* _EXERCISES TO COMPLETE_:
1. Print the stretch of the star-dating forum post from "http://www.chakoteya.net/voyager/304.htm" through "an easier way?", word for word.
2. Carry on the forum post about dating a time jump by the stars, starting right after its last sentence.

* _DOCUMENT EXCERPT_:
────
How can my accidental time travelers determine the year using star/stars?
Time travel on movies and tv always say they were able to tell the year by looking at the stars. But how?
For example Voyager goes back in 1996 and Ensign Kim says astrometrics puts them in the year 1996. In the movie Timeline they said they sent probes and pointed it's cameras at the night sky and determined the date.
http://www.chakoteya.net/voyager/304.htm
Star Trek Voyager
JANEWAY: The question isn't where we are, it's when we are. Mister Kim.
KIM: According to astrometric readings the year is 1996
http://www.script-o-rama.com/movie_scripts/t/timeline-script-transcript-michael-crichton.html
Timeline movie
That's when Mr. Doniger made the brilliant decision to point the camera straight up. So once we cross-referenced star charts to the horizon, we realized that the camera was not only in the wrong place,- but it was in the wrong time.
My problem is my accidental time travelers are amateur astronomers/stargazers (they also have stellarium software or equivalent and laptops), and I want them to at least be able to isolate the year or decade they time-jumped to.
I was planning to use Barnard's Star as the easiest reference. Am I wrong? Is there an easier way?
────
* _ITEMS_:
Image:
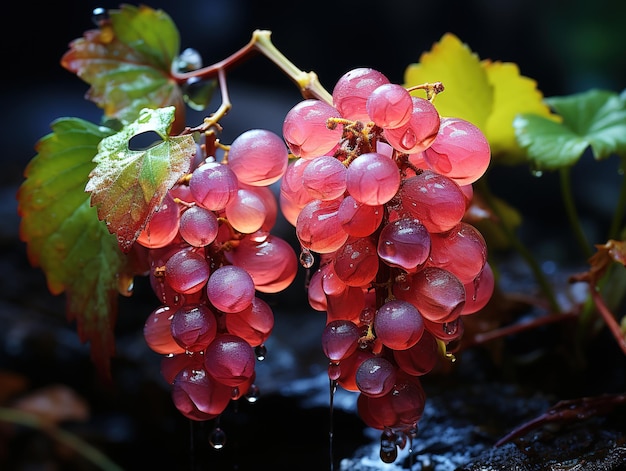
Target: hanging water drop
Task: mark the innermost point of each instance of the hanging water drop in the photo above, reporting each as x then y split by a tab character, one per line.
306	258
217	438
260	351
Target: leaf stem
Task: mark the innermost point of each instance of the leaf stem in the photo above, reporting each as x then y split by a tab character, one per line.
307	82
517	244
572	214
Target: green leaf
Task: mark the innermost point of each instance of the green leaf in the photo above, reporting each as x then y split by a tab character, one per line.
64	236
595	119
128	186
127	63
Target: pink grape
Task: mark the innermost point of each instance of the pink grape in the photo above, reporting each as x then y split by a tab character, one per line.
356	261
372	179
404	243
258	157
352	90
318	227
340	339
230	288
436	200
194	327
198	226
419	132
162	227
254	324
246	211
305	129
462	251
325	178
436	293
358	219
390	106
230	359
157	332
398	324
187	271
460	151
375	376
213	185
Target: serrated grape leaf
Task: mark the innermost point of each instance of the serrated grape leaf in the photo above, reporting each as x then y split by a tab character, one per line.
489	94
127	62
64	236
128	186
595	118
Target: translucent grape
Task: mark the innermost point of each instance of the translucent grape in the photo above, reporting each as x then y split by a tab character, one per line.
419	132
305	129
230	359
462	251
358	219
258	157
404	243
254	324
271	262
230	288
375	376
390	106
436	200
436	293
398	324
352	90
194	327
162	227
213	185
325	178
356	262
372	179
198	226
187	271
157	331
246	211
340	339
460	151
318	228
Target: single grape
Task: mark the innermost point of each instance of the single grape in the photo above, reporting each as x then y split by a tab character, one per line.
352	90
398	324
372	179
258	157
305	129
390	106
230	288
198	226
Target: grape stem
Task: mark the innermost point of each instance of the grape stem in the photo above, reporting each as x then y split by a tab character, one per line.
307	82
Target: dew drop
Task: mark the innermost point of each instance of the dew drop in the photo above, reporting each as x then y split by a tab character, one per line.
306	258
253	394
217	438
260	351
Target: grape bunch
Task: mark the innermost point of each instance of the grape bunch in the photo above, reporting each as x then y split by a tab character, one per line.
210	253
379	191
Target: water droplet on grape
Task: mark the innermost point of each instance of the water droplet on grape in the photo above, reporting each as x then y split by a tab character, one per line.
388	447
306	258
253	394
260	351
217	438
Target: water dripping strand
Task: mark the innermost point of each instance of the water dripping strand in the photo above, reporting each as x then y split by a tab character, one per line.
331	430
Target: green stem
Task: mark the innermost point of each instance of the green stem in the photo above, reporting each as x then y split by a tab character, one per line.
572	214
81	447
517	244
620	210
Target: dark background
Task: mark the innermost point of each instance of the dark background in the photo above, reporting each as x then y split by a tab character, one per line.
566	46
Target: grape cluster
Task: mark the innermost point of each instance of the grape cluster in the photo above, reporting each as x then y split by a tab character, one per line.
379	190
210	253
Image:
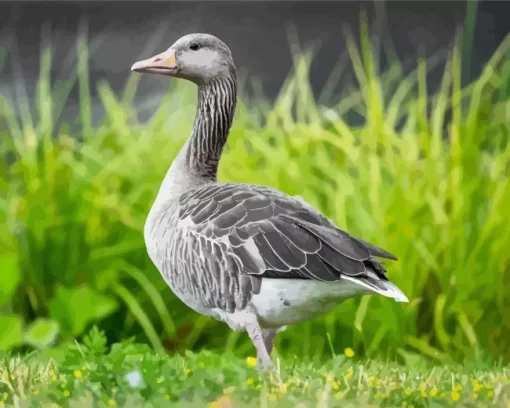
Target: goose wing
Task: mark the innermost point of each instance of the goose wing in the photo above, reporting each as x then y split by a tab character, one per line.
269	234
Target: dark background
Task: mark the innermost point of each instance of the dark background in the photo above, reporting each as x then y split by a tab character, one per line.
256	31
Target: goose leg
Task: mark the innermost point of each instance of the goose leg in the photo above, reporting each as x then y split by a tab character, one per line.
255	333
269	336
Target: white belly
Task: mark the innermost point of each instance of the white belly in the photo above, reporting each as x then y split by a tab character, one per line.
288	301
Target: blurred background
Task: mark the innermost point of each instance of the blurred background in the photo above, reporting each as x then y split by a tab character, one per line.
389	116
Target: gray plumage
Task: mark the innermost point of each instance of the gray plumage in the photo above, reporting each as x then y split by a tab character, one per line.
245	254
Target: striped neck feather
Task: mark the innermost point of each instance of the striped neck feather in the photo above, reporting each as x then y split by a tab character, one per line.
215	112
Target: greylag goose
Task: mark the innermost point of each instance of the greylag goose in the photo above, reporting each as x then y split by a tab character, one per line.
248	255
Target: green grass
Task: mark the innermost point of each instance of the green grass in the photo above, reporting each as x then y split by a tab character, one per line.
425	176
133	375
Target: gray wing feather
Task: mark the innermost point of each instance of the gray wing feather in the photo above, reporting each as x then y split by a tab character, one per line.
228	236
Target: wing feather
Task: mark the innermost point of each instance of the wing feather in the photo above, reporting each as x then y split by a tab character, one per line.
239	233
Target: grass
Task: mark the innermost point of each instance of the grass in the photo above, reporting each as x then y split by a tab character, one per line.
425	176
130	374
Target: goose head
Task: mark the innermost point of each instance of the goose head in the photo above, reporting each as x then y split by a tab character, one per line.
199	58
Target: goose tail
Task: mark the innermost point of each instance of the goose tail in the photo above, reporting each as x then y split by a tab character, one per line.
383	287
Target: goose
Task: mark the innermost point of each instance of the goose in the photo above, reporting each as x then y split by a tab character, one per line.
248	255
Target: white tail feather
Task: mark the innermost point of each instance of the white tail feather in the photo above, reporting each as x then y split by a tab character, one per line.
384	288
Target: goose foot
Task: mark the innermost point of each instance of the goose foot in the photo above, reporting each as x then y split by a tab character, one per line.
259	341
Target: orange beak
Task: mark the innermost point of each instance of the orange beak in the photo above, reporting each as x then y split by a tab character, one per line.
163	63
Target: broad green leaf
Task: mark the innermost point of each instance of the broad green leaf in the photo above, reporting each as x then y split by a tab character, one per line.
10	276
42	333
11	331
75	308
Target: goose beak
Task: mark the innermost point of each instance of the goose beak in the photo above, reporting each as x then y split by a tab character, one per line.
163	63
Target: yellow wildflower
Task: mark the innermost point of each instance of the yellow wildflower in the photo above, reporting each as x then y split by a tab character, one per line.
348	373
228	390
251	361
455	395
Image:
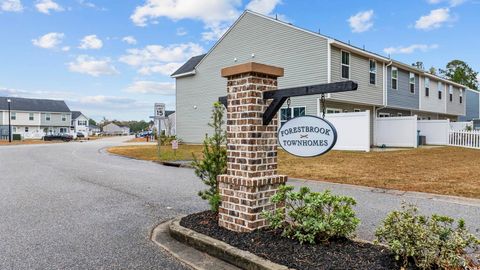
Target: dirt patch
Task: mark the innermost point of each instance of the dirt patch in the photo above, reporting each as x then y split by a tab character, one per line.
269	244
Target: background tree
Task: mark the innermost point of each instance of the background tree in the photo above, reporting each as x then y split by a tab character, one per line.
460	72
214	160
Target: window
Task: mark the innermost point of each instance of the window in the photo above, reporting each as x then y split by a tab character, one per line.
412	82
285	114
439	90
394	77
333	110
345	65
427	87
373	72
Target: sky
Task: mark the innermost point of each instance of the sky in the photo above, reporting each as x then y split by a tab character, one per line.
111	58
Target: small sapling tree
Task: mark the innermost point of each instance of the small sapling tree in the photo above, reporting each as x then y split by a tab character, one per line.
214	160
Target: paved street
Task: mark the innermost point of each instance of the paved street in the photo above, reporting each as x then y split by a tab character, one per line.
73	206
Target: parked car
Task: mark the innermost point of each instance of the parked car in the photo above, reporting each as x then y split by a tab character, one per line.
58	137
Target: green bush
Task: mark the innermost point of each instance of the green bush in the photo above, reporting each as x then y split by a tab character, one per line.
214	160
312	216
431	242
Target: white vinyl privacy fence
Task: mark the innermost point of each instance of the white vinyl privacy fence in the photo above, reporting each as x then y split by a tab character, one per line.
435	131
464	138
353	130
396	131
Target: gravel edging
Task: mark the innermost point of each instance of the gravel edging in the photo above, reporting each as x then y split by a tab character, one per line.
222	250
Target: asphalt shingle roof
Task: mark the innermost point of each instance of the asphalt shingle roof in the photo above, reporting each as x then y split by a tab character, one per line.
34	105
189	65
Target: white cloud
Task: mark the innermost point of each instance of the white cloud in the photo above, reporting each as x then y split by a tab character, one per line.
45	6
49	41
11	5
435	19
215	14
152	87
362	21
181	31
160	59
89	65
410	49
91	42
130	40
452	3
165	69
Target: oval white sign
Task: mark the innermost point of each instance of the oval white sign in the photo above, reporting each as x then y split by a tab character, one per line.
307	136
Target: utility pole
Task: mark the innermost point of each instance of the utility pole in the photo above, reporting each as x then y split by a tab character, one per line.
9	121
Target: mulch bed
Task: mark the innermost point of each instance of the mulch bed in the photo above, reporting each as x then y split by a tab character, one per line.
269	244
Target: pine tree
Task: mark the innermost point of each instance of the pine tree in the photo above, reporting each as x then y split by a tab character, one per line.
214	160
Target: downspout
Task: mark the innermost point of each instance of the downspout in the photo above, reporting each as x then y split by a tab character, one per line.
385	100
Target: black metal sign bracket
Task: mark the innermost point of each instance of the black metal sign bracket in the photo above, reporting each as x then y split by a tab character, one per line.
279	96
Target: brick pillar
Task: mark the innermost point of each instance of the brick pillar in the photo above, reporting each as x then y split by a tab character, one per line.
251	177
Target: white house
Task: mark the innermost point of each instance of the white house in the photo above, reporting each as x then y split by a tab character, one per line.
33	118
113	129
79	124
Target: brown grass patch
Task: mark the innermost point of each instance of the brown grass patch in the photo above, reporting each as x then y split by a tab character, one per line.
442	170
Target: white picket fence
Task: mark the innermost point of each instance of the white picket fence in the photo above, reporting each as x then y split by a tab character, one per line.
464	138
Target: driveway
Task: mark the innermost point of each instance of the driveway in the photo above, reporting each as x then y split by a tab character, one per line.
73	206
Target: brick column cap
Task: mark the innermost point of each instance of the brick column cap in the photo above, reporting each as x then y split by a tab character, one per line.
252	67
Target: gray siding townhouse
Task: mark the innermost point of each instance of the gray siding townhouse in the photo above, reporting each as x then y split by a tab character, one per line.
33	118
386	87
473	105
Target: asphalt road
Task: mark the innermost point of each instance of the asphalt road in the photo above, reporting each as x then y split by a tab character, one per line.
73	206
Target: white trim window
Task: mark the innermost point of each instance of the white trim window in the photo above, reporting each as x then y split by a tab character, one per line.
────
* _ANSWERS IN ORDER_:
1.
http://www.chakoteya.net/voyager/304.htm
Star Trek Voyager
JANEWAY: The question isn't where we are, it's when we are. Mister Kim.
KIM: According to astrometric readings the year is 1996
http://www.script-o-rama.com/movie_scripts/t/timeline-script-transcript-michael-crichton.html
Timeline movie
That's when Mr. Doniger made the brilliant decision to point the camera straight up. So once we cross-referenced star charts to the horizon, we realized that the camera was not only in the wrong place,- but it was in the wrong time.
My problem is my accidental time travelers are amateur astronomers/stargazers (they also have stellarium software or equivalent and laptops), and I want them to at least be able to isolate the year or decade they time-jumped to.
I was planning to use Barnard's Star as the easiest reference. Am I wrong? Is there an easier way?

2.
http://oneminuteastronomer.com/8869/barnards-star/
Barnard Star's main claim to fame is its large proper motion, the angular change of its position across the sky. It moves about 10.4" per year, more than any other star, which is a result of its true motion through the galaxy and its proximity to our solar system. Over an average human lifespan, the star moves about a quarter of a degree or about half the diameter of the full Moon. In astronomical terms, that's mighty fast. - See more at: http://oneminuteastronomer.com/8869/barnards-star/#sthash.xGxKkwnN.dpuf
This is what Ensign Kim (Star trek Voyager) should see in 1996 if using Barnard's Star. Sorry about the zoom factor I wanted to show the Ophiuchus constellation.
Kapteyn's Star is second highest then Groombridge 1830 third highest proper motion are also possible choices.
This post was sourced from https://worldbuilding.stackexchange.com/q/9707. It is licensed under CC BY-SA 3.0.
1 answer
The technique should work. I can't really say much besides that.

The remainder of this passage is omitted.